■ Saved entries
◇ ◇ ◇ ◇ ◇ ◇ ◇

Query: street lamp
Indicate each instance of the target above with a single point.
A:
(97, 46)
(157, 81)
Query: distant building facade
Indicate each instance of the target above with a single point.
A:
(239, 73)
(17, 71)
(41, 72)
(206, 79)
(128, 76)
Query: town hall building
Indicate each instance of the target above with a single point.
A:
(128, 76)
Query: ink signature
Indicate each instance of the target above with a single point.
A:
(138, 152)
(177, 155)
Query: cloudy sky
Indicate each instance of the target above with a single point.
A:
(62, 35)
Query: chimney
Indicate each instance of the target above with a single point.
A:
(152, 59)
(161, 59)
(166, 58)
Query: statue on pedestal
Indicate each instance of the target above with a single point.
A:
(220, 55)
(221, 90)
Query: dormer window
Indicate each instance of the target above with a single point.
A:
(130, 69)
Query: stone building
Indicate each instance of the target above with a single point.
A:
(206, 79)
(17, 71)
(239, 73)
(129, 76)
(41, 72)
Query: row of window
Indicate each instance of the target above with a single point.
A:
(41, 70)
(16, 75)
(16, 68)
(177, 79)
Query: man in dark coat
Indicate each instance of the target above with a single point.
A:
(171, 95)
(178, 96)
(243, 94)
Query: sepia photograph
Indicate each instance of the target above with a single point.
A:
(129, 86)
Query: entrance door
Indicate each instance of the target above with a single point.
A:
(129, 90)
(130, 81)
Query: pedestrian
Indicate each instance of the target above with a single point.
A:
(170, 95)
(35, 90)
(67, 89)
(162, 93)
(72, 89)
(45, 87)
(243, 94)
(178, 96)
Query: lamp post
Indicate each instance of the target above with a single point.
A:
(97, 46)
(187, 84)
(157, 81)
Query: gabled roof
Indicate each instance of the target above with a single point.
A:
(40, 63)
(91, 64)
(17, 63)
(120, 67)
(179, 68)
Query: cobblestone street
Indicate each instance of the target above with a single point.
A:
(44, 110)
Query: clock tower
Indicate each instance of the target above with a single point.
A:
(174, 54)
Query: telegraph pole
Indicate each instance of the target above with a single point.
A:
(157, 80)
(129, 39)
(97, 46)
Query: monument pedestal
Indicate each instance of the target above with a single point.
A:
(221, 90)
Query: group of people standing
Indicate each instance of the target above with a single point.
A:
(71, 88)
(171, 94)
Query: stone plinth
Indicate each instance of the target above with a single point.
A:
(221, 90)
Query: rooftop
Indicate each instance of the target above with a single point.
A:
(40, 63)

◇ ◇ ◇ ◇ ◇ ◇ ◇

■ EXERCISE OBJECTIVE
Write out exactly the final stretch of the records: the line containing "Query: entrance door" and every line after it, through the last, and nothing else.

■ REPLY TO THE EXERCISE
Query: entrance door
Indicate each instance of the target above with a single point.
A:
(129, 90)
(130, 81)
Query: pedestrian
Indicate each instance of the target above with a single point.
A:
(170, 95)
(35, 90)
(67, 89)
(162, 93)
(72, 89)
(45, 87)
(243, 94)
(178, 96)
Query: lamp post
Indicate each instance of the target above with a single point.
A:
(97, 46)
(187, 84)
(157, 81)
Query: gabled roof
Indicate each instance of the target above with a single point.
A:
(40, 63)
(91, 64)
(17, 63)
(120, 67)
(179, 68)
Query: cobblestone street
Indicate each instance of the target above with a single point.
A:
(44, 110)
Query: clock tower
Indicate each instance of the target above with a single point.
A:
(174, 54)
Query: telegraph pole
Indicate each instance of the target above with a single point.
A:
(157, 80)
(129, 39)
(97, 46)
Query: monument pedestal
Indicate each instance of the target above with a single point.
A:
(221, 90)
Query: group of people standing
Indicate each instance of the target above with a single point.
A:
(71, 88)
(171, 94)
Query: stone plinth
Indicate each instance of the target above with a single point.
A:
(221, 90)
Query: rooftop
Indicate each instance of the target above with a single point.
A:
(40, 63)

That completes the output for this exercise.